▶ [TEXT EXTRACT]:
----------------------------------------

The OCaml project has two benchmark suites. One is Sandmark and the other is the ocurrent bench. The OCaml developers would like to have better support for triggering and reporting these benchmarks, and we have discussed some plans with Tarides engineers Shakthi Kanan, Puneeth Chaganti, and Riku Silvola.

Currently, the way of running Sandmark is to edit a configuration file in https://github.com/ocaml-bench/sandmark-nightly-config, to point to a branch that will then be tested every night. There is no reporting mechanism beyond the Sandmark dashboard itself, and developers use screenshots to report results to PR discussions. The ocurrent bench already has support for triggering a bench on a PR with a label and reporting the results as a status check to GitHub, using the ocaml-benchmarks GitHub app. While this could be improved as well, the priority is first to get something for Sandmark.

Ideally, the OCaml developers (and other interested OCaml projects) would use an OCaml-specific bot / GitHub app for this usage, but we decided that using the coqbot-app / @coqbot commands would be fine for a prototype.

We also decided that it would be better to maintain and deploy the code for these features directly from the upstream coqbot master branch instead of creating a fork or a new bot that would reuse part of the codebase only, but would need to be maintained separately.

----------------------------------------

▶ [MATERIAL SUPPLIED]:
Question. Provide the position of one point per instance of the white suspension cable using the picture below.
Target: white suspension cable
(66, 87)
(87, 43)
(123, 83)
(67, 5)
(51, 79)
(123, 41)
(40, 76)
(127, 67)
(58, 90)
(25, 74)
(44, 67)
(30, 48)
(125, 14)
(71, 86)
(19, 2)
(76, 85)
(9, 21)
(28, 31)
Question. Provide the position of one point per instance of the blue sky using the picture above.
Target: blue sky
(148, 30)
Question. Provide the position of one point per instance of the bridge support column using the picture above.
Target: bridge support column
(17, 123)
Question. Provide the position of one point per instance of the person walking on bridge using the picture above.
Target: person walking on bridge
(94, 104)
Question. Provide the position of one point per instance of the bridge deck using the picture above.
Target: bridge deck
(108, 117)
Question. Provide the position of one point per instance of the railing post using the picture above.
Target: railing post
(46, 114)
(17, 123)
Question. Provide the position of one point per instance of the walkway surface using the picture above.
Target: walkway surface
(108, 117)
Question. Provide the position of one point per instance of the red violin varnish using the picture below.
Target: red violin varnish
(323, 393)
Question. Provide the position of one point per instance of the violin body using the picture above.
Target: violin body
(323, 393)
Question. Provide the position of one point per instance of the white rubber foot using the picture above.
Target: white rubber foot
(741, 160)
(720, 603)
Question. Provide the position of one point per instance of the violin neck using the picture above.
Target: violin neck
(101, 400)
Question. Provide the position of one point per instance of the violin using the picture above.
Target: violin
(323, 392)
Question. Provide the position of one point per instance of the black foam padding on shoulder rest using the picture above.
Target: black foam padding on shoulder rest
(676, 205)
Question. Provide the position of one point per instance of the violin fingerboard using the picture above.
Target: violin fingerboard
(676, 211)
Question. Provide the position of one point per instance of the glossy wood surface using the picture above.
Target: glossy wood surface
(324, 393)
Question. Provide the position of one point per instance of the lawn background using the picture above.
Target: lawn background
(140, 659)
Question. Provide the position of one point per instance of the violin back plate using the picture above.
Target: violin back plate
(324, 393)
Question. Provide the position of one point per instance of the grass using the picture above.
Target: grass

----------------------------------------

Answer these questions from the text on OCaml benchmarks:
(a) Which two benchmark suites does the OCaml project have?
(b) What do developers currently use to report Sandmark results to PR discussions?
(c) Which bot commands were judged fine for a prototype?
The listing comes from a different source than the text on OCaml benchmarks.

▶ [FINAL ANSWER]:
(a) Sandmark and the ocurrent bench.
(b) Screenshots.
(c) The coqbot-app / @coqbot commands.